#### Do this:
Copy the listing below line for line, changing nothing in any of it.

Pointing entries for labeled objects
_ _ _ _ _ _ _

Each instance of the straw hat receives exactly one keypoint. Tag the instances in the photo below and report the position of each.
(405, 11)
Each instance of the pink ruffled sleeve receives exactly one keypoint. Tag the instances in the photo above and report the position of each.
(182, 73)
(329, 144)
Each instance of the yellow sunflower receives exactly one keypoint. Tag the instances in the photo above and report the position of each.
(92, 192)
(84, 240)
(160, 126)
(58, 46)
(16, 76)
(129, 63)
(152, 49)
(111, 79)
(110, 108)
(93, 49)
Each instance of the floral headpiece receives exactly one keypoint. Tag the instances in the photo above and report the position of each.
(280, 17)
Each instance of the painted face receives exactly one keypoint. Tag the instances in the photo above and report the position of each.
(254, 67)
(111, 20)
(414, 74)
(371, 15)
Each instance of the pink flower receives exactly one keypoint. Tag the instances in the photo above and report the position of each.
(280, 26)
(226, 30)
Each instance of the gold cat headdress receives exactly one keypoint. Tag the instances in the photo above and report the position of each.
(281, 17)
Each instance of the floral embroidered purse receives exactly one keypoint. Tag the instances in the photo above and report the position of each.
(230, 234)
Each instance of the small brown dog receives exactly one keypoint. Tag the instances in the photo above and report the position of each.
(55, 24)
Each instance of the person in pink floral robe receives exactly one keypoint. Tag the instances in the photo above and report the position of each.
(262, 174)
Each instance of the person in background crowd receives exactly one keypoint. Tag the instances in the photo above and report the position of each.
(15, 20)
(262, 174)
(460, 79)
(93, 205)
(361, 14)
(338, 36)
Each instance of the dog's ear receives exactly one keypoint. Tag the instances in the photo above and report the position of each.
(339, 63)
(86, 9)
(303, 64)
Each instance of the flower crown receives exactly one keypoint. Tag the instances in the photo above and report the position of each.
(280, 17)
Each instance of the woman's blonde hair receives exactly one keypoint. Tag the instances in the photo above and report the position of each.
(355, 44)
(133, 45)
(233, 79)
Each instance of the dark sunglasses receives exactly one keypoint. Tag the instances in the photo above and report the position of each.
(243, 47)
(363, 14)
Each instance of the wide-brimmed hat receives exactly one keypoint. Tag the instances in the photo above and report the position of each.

_ _ _ _ _ _ _

#### Solution to this task:
Each instance of the straw hat receives exactly one keypoint. Tag the instances in the photo below and report the position of each.
(405, 11)
Each instance of the pink ruffled sleeve receives exactly one keypoint. Tag the instances in the photo above and report the position of each.
(182, 73)
(329, 144)
Each instance of the yellow sunflower receives exactly one keypoint. Tag the instances in the photo above and report the position of each.
(92, 192)
(84, 240)
(160, 126)
(58, 46)
(16, 76)
(129, 63)
(152, 49)
(111, 79)
(110, 108)
(93, 49)
Each instance of the floral headpiece receives exactly one keypoint. Tag the instances in the photo above and report the position of each.
(280, 17)
Each instance of the painted face receives exactly one keypoint. Tag the instances in the photo above and report the position of each.
(254, 67)
(111, 20)
(414, 74)
(371, 15)
Each instance of the pink flower receives exactly one keypoint. Tag the instances in the photo above and report the position of each.
(280, 26)
(226, 30)
Each instance of the gold cat headdress receives exactly one keypoint. Tag the instances in the photo above and report the position of each.
(281, 17)
Each instance of the floral embroidered purse receives exactly one keypoint. Tag the instances in the photo above and report the position of each.
(230, 234)
Each instance of the small brown dog receives exactly one keypoint. Tag the instances in the photo above and report the position of each.
(55, 24)
Each instance of the person in pink floral robe receives exactly one keypoint. Tag the instances in the photo above and report the position of each.
(262, 174)
Each instance of the person in background crowd receives exactly one keypoint. Tag the instances in the photo above and report the position of each.
(15, 20)
(262, 174)
(460, 79)
(93, 205)
(361, 14)
(338, 36)
Each instance of the dog's ear receives exactly one keypoint. Tag the instances in the photo above and report the position of each.
(339, 63)
(86, 9)
(303, 64)
Each instance of the flower crown receives exactly one keypoint. Tag the instances in the photo above and report the position of each.
(280, 17)
Each instance of the woman's blonde hair receives exactly one keypoint. Tag the instances in the photo above and report the position of each.
(355, 44)
(133, 45)
(233, 79)
Each instance of the dark sunglasses receives exactly one keypoint. Tag the instances in the photo above and report the position of each.
(243, 47)
(363, 14)
Each instance of the wide-brimmed hat receives exactly one keypoint. Tag the instances in the photo above and report the position of each.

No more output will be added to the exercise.